**Passage to read**
On Thu, Aug 22, 2002 at 10:11:41AM -0700, lcrocker(a)nupedia.com wrote:
The English Wikipedia, and the German one being tested now, are
both ISO-8859-1, not UTF-8. UTF-8 will be needed for Polish and
other languages. There won't be much software change involved;
just telling MySQL to index the right way.
That may in fact involve defining our own new character set for MySQL that
defines the properties of the subset of UTF-8 that covers English, German
and Polish. Or is each Wikipedia going to get its own mysql server? Anyway,
I'll start asking around if something like that not already exists
somewhere.
As for a special notation for accented characters,
I'm not fond
of the idea. Foreign users should have foreign keyboards. Others
should still be able to enter accents by whatever means their OS
and browser allow, and I'm not aware of any that don't have some
feature for it.

**Work to do**
A) Transcribe the message about Wikipedia character encoding word for word, starting at "That may in" and ending at "feature for it.".
B) Pick up the message about Wikipedia character encoding after its final sentence and write a continuation.
The records after this point come from a different source than the message.

**Information supplied**

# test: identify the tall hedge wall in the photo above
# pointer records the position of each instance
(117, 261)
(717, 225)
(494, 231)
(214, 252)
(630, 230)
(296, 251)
==
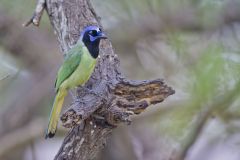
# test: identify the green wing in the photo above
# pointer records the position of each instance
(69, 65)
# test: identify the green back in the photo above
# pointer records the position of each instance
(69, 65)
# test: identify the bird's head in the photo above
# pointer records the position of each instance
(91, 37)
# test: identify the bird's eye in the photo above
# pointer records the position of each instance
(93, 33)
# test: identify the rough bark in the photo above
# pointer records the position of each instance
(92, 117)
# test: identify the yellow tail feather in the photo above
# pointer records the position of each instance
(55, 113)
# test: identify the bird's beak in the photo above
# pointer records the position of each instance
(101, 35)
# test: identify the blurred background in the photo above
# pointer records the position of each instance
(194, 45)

**Answers given**
A)
That may in fact involve defining our own new character set for MySQL that
defines the properties of the subset of UTF-8 that covers English, German
and Polish. Or is each Wikipedia going to get its own mysql server? Anyway,
I'll start asking around if something like that not already exists
somewhere.
As for a special notation for accented characters,
I'm not fond
of the idea. Foreign users should have foreign keyboards. Others
should still be able to enter accents by whatever means their OS
and browser allow, and I'm not aware of any that don't have some
feature for it.

B)
All I know at the moment is that the request has been made by a member of
the German community. I don't know how many people asked for it, why they
wanted it or how badly they need it, but I'll ask them. I'm a bit surprised
that Magnus hasn't brought this up, (I'm not German) but I have the
impression he has been busy lately.
I don't like duplicating effort that should be
already done elsewhere.
The question is not if you would implement it, but only if it would be Ok to
define some hooks so that they can implement it themselves if they wanted
to without changing any common code.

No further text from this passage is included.